§ **AIM**:
Rewrite every line of the items below as a numbered list, omitting blank lines and leaving the pictures out.

§ **INFORMATION PROVIDED**:
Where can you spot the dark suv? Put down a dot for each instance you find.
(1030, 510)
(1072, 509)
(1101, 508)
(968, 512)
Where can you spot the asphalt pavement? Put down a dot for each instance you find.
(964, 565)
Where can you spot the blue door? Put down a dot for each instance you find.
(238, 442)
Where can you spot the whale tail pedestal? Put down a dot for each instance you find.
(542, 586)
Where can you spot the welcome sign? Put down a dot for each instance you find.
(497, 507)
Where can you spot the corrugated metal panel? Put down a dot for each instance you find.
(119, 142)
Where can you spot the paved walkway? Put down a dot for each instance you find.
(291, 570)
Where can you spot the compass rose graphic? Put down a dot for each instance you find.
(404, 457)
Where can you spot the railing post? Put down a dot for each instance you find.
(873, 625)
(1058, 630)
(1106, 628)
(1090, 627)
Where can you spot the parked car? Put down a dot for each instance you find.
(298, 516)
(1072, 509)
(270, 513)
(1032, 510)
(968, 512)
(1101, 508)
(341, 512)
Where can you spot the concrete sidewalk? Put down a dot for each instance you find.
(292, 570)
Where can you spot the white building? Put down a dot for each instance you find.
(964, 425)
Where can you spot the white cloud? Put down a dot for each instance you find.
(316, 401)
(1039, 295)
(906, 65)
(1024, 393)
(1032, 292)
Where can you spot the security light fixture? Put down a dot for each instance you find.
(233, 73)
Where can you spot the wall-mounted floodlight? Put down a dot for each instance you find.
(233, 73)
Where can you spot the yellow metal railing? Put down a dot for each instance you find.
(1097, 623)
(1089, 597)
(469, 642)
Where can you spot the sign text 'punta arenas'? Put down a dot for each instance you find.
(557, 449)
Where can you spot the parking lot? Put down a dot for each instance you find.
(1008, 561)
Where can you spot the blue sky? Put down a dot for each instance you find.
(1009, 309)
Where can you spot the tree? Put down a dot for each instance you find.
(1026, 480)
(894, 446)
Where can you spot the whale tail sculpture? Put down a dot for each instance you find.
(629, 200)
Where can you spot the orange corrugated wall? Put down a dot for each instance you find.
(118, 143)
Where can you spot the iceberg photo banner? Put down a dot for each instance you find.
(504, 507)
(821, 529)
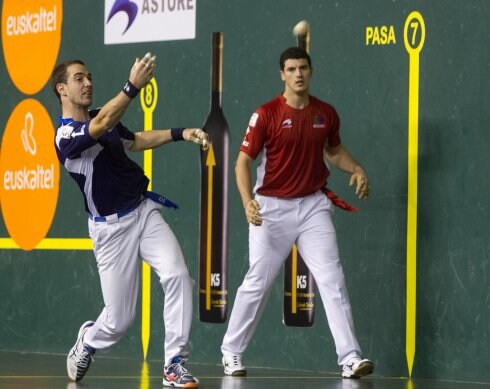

§ **RESULT FOR THIS EXERCISE**:
1. Where can you spot the dark suv? Put down a dot for each instance you find.
2. (1030, 510)
3. (1072, 509)
4. (1101, 508)
5. (968, 512)
6. Where can you spot the asphalt pavement? Put down a dot for each instance you find.
7. (964, 565)
8. Where can you spot the blue door? Put down a dot for each instance you find.
9. (238, 442)
10. Where can you spot the whale tail pedestal? Put down a dot for each instance you find.
11. (542, 586)
12. Where can you spot the welcome sign? Put down a dot for each instance you find.
13. (497, 507)
14. Where can you spot the corrugated metal panel? Put down a dot for each instance you find.
15. (119, 142)
16. Where can you spot the paved walkway? Put down a dot for each instance you find.
17. (291, 570)
18. Where can you spot the compass rose graphic? Put down a dot for each instance you find.
19. (404, 457)
20. Where can you spot the railing post? Put down a dot for each instance you find.
21. (873, 625)
22. (1058, 630)
23. (1106, 628)
24. (1090, 627)
25. Where can you spot the parked car? Put down a dot for each instance you find.
26. (298, 516)
27. (1072, 509)
28. (270, 513)
29. (1032, 510)
30. (968, 512)
31. (1101, 508)
32. (341, 512)
33. Where can you spot the concrete sidewalk? Put down a dot for each instance you find.
34. (292, 570)
35. Where can you spot the white building? Put down a dot for each instance you find.
36. (964, 425)
37. Where can you spot the white cloud? Put down a dot for each instance you find.
38. (316, 401)
39. (1039, 295)
40. (906, 65)
41. (1024, 393)
42. (1032, 292)
43. Where can you spot the security light fixture? Put down a dot for each instance you find.
44. (233, 73)
45. Where can you spot the wall-mounted floodlight? Put down a dot for each instance you find.
46. (233, 73)
47. Where can you spot the yellow metal railing? Put down a dot for each instance you find.
48. (1097, 623)
49. (1089, 597)
50. (469, 642)
51. Where can you spot the sign text 'punta arenas'? Put down a dot for each instance you find.
52. (557, 449)
53. Where can you spot the parking lot? Put down a dot for each instance you find.
54. (1008, 561)
55. Where can you spot the blue sky? Put down a dot for each instance you find.
56. (1009, 309)
57. Where can you spot the tree? Put down a dot for each instance you find.
58. (1026, 480)
59. (894, 446)
60. Where can you spot the whale tail sculpture? Put down a dot for each instance you find.
61. (629, 200)
62. Where can you spot the orange corrugated wall? Put down a dot for each instance you find.
63. (118, 143)
64. Where can you spot the iceberg photo banner? Put down a dot for each instance you find.
65. (504, 507)
66. (821, 529)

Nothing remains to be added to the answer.